**PROBLEM STATEMENT**
State how many lines in the entries below contain the word "jacket". Reply with the number alone.

═════ INPUT FOR THIS TASK ═════

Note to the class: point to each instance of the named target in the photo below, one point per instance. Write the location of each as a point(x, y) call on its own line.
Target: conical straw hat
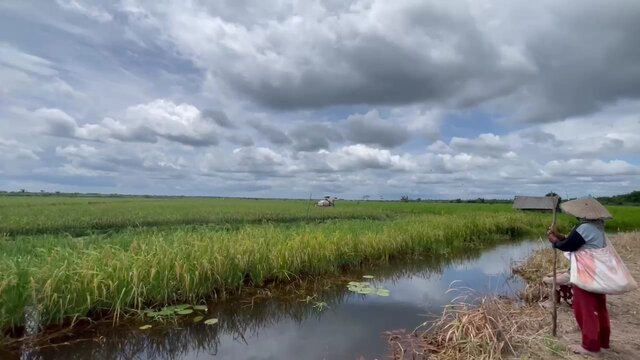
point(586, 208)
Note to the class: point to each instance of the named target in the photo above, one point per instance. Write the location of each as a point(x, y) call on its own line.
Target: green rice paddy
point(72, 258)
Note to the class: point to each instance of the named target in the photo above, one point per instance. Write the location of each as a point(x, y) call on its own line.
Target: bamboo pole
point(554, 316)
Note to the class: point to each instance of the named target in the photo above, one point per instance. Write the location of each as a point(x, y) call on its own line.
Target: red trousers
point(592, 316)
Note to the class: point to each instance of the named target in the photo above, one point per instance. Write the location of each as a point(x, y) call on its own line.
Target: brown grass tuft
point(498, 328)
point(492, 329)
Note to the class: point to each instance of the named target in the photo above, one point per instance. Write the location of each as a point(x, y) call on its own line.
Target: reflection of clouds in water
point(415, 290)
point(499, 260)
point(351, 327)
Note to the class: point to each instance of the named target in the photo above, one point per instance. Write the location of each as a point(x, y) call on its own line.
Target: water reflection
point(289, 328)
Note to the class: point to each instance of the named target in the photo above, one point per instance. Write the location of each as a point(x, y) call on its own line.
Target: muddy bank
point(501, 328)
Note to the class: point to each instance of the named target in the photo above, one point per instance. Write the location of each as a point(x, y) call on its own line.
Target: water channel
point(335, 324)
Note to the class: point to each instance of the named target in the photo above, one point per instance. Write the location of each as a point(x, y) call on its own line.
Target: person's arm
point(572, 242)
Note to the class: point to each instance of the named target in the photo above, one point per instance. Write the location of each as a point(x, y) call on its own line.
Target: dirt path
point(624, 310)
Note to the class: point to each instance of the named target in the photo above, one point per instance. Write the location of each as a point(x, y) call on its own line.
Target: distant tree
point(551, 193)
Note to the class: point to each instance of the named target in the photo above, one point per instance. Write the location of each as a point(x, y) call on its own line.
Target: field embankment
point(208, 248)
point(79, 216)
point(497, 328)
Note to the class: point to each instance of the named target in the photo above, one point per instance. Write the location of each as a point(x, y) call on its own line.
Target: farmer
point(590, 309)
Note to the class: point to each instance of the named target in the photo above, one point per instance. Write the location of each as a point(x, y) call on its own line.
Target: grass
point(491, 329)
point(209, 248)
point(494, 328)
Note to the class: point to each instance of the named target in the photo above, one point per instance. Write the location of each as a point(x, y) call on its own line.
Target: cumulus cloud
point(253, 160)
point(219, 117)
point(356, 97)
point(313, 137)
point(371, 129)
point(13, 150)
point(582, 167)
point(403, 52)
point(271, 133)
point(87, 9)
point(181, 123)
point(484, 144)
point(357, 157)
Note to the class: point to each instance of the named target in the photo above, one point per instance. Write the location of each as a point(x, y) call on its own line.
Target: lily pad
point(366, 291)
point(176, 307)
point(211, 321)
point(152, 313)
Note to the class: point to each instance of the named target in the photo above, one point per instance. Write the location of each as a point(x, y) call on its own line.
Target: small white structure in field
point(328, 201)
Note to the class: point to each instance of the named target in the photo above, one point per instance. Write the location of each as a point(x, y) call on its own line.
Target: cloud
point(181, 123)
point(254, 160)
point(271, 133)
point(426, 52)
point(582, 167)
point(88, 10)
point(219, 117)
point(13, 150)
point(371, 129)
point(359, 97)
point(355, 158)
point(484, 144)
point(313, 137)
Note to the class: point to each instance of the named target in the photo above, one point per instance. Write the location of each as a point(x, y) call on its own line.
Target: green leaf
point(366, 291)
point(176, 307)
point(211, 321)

═════
═════ INPUT FOR THIS TASK ═════

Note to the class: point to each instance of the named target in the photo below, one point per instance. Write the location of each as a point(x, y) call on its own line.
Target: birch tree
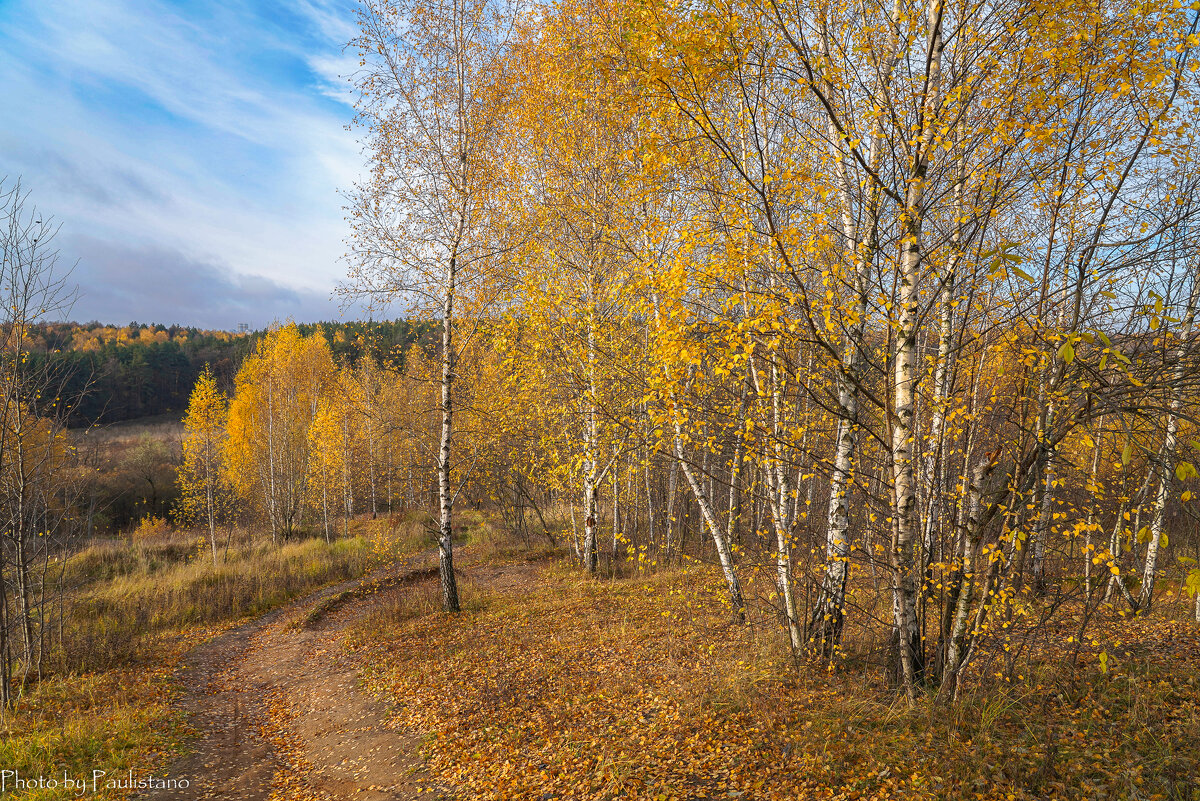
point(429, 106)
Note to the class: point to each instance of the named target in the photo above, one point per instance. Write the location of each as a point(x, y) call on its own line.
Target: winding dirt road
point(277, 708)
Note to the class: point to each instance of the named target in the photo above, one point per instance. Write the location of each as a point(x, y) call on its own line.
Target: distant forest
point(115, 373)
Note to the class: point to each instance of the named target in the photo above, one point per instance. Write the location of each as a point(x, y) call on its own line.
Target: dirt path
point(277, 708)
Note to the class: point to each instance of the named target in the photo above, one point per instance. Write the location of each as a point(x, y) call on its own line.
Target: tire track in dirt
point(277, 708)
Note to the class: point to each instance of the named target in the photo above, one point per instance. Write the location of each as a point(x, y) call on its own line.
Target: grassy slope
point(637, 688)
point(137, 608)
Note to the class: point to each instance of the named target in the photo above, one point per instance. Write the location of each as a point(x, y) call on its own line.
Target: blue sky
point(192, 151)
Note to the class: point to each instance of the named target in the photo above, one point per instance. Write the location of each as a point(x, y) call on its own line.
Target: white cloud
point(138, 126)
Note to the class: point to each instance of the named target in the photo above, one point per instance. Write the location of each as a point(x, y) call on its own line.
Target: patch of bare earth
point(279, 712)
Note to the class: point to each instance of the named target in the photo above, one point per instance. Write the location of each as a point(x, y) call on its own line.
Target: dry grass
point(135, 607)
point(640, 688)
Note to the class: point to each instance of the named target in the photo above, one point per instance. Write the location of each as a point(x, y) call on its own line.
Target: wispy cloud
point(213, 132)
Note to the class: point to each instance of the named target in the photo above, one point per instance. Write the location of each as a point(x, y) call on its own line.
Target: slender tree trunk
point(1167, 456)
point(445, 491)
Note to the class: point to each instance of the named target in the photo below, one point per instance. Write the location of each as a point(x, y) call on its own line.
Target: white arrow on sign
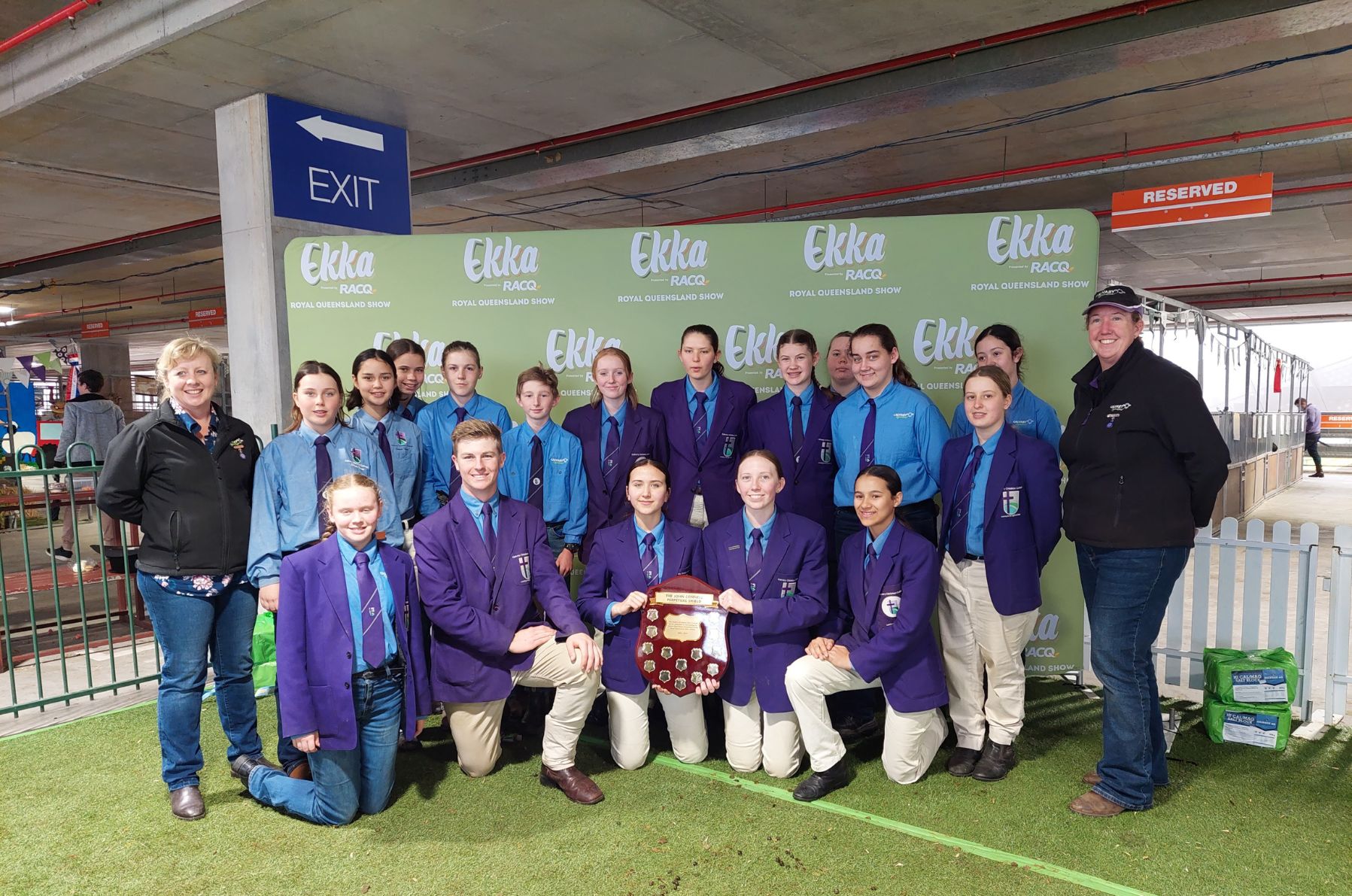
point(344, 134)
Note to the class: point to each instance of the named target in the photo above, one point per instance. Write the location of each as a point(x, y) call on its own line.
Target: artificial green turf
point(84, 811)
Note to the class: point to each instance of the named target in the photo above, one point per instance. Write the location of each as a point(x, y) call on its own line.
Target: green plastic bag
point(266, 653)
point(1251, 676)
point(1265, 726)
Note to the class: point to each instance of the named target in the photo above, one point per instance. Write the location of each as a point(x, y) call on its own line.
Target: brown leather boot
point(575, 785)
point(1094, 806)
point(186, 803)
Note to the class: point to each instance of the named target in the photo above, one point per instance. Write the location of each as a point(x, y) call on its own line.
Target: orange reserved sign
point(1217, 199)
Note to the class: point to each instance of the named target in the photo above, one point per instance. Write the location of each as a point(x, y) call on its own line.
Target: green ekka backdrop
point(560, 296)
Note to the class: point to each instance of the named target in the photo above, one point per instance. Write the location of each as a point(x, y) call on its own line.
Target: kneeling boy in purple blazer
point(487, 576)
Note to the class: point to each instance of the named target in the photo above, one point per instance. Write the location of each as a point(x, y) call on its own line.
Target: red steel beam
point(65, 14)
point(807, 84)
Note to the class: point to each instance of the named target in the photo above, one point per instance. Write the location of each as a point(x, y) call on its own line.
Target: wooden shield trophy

═════
═════ INPUT FOR THIS TASK ═════

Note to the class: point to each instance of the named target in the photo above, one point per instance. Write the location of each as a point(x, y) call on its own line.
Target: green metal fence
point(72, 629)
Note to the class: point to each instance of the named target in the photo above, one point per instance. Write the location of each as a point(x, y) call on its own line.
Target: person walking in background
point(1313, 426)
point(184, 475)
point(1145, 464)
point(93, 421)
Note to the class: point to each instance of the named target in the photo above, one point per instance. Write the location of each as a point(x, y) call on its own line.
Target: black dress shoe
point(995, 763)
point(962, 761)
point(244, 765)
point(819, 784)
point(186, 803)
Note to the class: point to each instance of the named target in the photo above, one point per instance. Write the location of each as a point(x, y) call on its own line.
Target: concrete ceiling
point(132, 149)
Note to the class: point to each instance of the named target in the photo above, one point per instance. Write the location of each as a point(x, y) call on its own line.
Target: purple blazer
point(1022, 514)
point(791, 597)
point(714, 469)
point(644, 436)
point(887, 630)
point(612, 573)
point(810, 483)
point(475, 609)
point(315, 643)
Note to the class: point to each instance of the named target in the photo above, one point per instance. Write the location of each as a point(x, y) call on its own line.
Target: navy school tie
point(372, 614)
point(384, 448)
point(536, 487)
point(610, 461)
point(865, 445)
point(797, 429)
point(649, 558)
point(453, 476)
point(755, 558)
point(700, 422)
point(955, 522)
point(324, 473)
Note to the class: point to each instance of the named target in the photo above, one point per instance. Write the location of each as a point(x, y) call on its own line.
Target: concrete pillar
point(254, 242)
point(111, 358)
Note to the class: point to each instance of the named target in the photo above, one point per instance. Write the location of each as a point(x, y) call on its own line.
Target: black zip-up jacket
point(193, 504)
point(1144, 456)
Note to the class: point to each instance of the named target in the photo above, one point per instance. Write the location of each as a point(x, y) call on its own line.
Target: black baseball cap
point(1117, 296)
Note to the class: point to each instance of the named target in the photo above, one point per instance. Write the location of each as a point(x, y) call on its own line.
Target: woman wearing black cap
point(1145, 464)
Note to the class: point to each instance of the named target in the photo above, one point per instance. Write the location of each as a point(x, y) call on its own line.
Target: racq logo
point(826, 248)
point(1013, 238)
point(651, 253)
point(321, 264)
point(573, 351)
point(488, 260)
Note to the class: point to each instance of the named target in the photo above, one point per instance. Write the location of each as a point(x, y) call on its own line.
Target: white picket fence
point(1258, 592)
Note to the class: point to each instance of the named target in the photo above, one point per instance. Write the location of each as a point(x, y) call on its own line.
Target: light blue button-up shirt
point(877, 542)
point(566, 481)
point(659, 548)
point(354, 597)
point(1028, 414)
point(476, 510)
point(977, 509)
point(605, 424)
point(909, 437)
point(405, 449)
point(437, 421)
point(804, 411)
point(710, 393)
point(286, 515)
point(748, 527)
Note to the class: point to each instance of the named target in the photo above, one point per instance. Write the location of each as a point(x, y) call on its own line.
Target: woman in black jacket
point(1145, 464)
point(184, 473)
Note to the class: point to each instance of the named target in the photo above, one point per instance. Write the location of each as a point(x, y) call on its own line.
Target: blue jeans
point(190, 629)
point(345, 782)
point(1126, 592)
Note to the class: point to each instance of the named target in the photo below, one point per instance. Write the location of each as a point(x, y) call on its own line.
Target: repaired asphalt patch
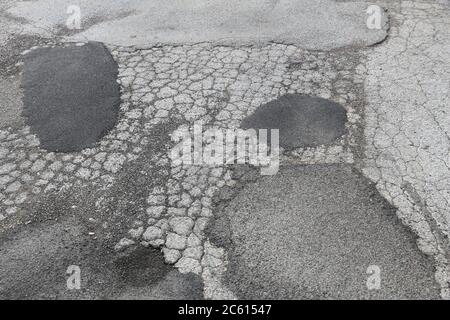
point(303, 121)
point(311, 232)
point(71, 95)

═════

**RESPONSE FOR THIS EXERCISE**
2